— Description of the task —
Which lines in the records below contain the word "evaluation"? Return each of them in full.

>> Start Provided entries

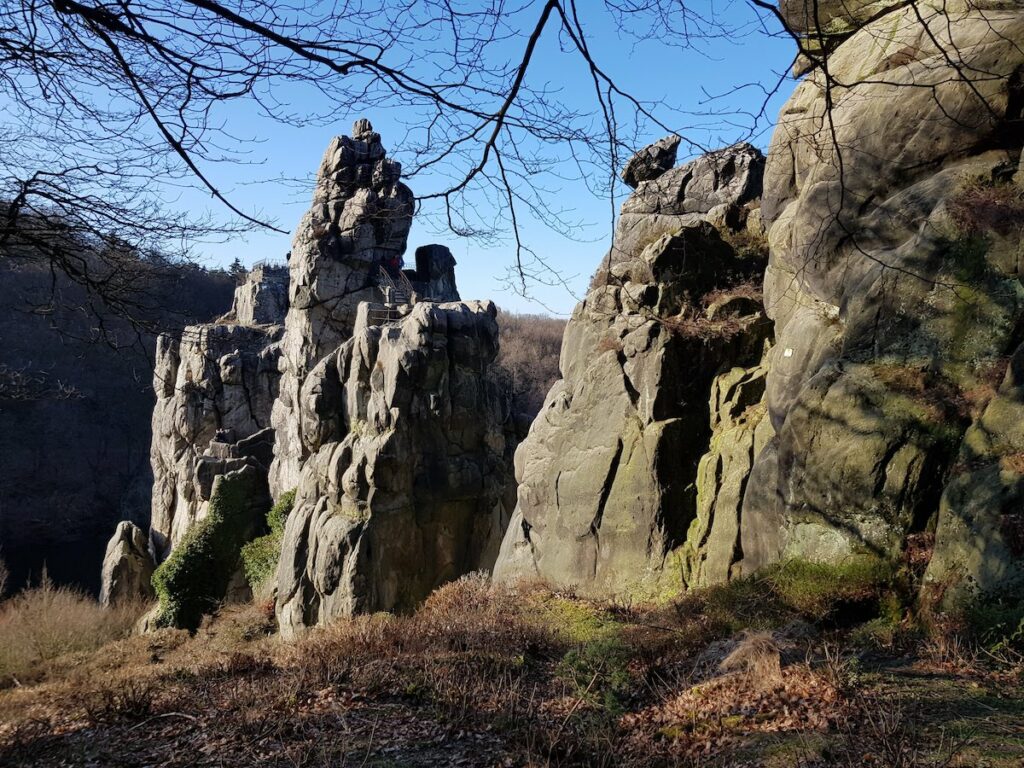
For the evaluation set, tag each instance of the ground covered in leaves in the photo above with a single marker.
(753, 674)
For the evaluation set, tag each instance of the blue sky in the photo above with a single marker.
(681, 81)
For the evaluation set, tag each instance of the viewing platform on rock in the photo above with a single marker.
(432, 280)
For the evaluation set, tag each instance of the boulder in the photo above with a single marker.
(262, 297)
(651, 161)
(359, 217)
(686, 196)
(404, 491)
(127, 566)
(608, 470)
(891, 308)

>> End Provided entries
>> Start Provided entries

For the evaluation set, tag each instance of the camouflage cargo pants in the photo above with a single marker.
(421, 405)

>> End Provided entries

— Answer to the task —
For the evaluation set, tag each instance of the ground covered in leaves in the photo above with a single marker.
For the evaluation set, tag each instance of the blue sky in the photo above with a single marker.
For the evaluation set, tag each instance of the viewing platform on rock in the photo above with a single marker.
For the evaluation set, tag each instance of the boulder in the photo above with a single marker.
For the evaluation set, tag each instance of the camouflage cargo pants in the photo above with a single marker.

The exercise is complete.